Guillermo Antonio Álvarez era el jefe de la banda de “los nenes bien”. Asesinó a sangre fría cuatro personas en dos años. Su historia de robos y muerte. La extraña relación que tuvo con un periodista de Entre Ríos.

23/11/2019

El periodista Carlos Riera recorría sin ambiciones de conseguir una exclusiva la Unidad Penal Número 2 de Gualeguaychú. Mientras era dirigido por el director de la cárcel, se le apareció de la nada un joven de ojos claros. El agente, le advirtió en voz baja:

-Cuidado.

Pero Riera lo escuchó. Ese preso necesitaba hablar. Le dijo que estaba solo, que nadie lo visitaba, que tenía que desahogarse, que no le dejaban ejercer sus derechos.

El cronista pidió verlo a solas. El recluso parecía transparente. Se interesó por la vida de su entrevistador. Hasta le construyó una sillita de madera de bebé para su sobrino recién nacido.

-¿Necesitas algo más? -le preguntó.

Parecía lo que en las prisiones se llama “los parias”, los internos más pobres, los solitarios, lo que están en la esquela más baja, en el fondo del tarro. Los que comen las sobras que les llevan sus compañeros. Los olvidados.

Pero todo cambió cuando ese hombre le dijo quién era y por qué estaba detenido.

-Sabrás quién soy por la prensa: Guillermo Antonio Álvarez, el Concheto.

= = = =

§ Ejercicios propuestos
A: En el texto sobre Guillermo Antonio Álvarez, ¿qué construyó el recluso para el sobrino recién nacido del periodista?
B: Retoma el texto sobre Guillermo Antonio Álvarez justo después de su última línea y continúa el relato.
Las filas que aparecen a continuación proceden de una fuente distinta.

§ Filas aportadas
= = = =

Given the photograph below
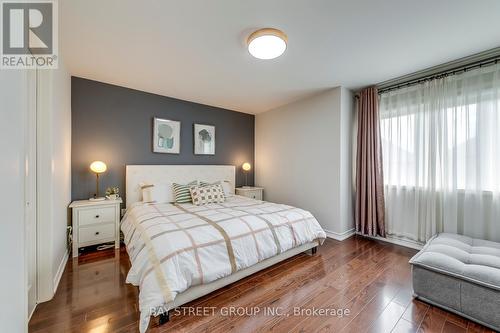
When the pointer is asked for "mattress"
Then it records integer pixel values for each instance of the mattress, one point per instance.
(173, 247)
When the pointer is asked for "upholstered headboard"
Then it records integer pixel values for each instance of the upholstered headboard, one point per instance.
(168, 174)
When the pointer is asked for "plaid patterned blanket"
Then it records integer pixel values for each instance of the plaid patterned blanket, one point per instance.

= = = =

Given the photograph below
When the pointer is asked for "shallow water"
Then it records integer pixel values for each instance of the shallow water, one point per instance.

= = = =

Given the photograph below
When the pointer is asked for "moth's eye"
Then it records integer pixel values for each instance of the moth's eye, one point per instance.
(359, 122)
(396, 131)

= = = =

§ Respuestas
A: Una sillita de madera de bebé.

B:
Riera recordó el caso pero luego se fijo en los archivos. Por entonces, en 1999, era más común ir al archivo de papel que a Internet, que no era lo que es hoy.

Allí encontró que Álvarez había matado a cuatro personas a sangre fría entre 1998 y 1999. Admiraba a Carlos Eduardo Robledo Puch, el ángel de la muerte que asesinó, entre 1971 y 1972, a 11 persona mientras dormían o por la espalda. “No me interesa saber quién es ese muchacho. Y menos que quiera ser como yo. Nunca maté. Sólo robé”, le dijo Robledo en su momento al autor de esta nota,

Su amigo, el periodista

-¿Cómo conoció a Alvarez? -le preguntó Infobae a Riera.

-Fue en abril de 2008, cuando apenas arrancaba con esta profesión. Decidí hacer una nota sobre la cárcel que tiene Gualeguaychú en el centro de la ciudad, una prisión del siglo XVIII y que sin embargo ha sobrevivido al paso del tiempo. Más bien, la necesidad política de que siga en funcionamiento la ha convertido en lo que es actualmente: un monumento obsoleto.

-¿Ahí estaba El Concheto?

-Durante mi recorrida junto a las autoridades carcelarias de aquel momento, por los distintos talleres que el Servicio Penitenciario ofrece a los internos en su proceso de resocialización, Guillermo Álvarez se cruzó en mi camino. Estaba en el taller de carpintería. Fue su oportunidad para hacerse escuchar.

-¿Sabía quién era?

-No. Nunca había escuchado hablar de él y mucho menos iba a preguntarle las causas por las que estaba cumpliendo condena. Eso no se pregunta. A mí lo único que me interesaba era lo que me había prometido: contar todas las irregularidades que existían en ese momento con los internos. Los atropellos que sufrían, la supuesta explotación que padecían entre los productos manufacturados dentro de la cárcel con los que se vendían al público en el salón de ventas.

-¿Cómo siguió el vínculo?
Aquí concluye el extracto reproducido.